§ Text
Conversely, the observed findings could reflect differences in reporting due to dynamic changes in sociocultural norms and patient perception of stigmatized conditions. Important sociological changes occurred between the time of PCOS enrollment (1994–1995) and CEASAR enrollment (2011–2012) that may have contributed to the significant between-study differences. The approval of sildenafil coincided with the relaxation of the US Food and Drug Administration regulations on DTC advertising in 1997. This resulted in considerable investment in DTC marketing during the late 1990s through the first decade of the 21st century [1,5]. Proponents of DTC advertising contend that the practice serves to educate patients, promotes adherence, and enhances the patient–physician relationship [26]. Opponents of the practice believe that DTC advertising encourages inappropriate prescribing practices, promotes overdiagnosis, and ultimately increases health care costs with no net benefit to society [15,17,18].

§ Supplied data
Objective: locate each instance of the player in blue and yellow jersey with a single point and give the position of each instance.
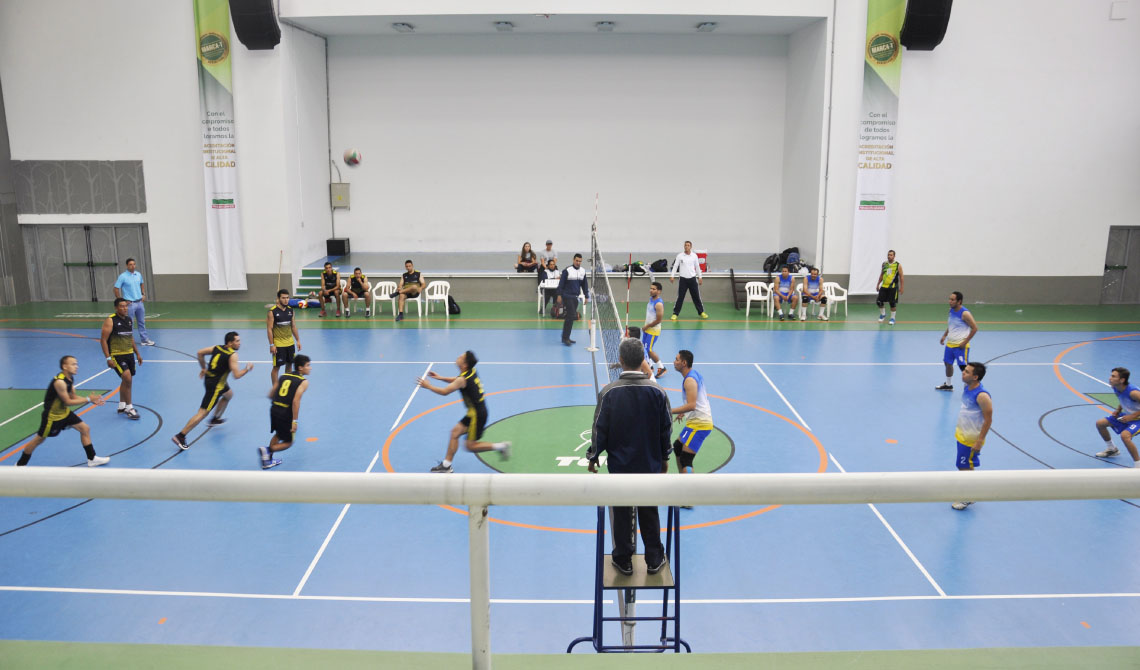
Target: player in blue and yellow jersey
(813, 292)
(57, 414)
(222, 361)
(974, 421)
(472, 424)
(960, 329)
(695, 411)
(890, 287)
(783, 291)
(281, 328)
(117, 341)
(654, 313)
(1125, 421)
(285, 410)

§ What to work on
• 1. Condense the paragraph in the text that begins "Conversely, the observed findings" into a short bulleted list that keeps its main facts.
• 2. Answer these questions from the text:
(a) During which years did PCOS enrollment take place?
(b) In what year did the US Food and Drug Administration relax its regulations on DTC advertising?
(c) According to opponents, what effect does DTC advertising ultimately have on health care costs?
The rows come from a separate source and have no connection to the text.

§ Results for the exercise
• 1.
- The findings may reflect differences in reporting caused by shifting sociocultural norms and by how patients perceive stigmatized conditions.
- Major sociological changes occurred between PCOS enrollment (1994–1995) and CEASAR enrollment (2011–2012), which may explain the significant differences between the studies.
- Sildenafil's approval coincided with the US Food and Drug Administration's relaxation of DTC advertising regulations in 1997.
- This led to heavy investment in DTC marketing from the late 1990s through the first decade of the 21st century.
- Supporters say DTC advertising educates patients, promotes adherence, and strengthens the patient–physician relationship.
- Critics say it encourages inappropriate prescribing, promotes overdiagnosis, and raises health care costs with no net benefit to society.

• 2.
(a) 1994–1995
(b) 1997
(c) It increases them, with no net benefit to society.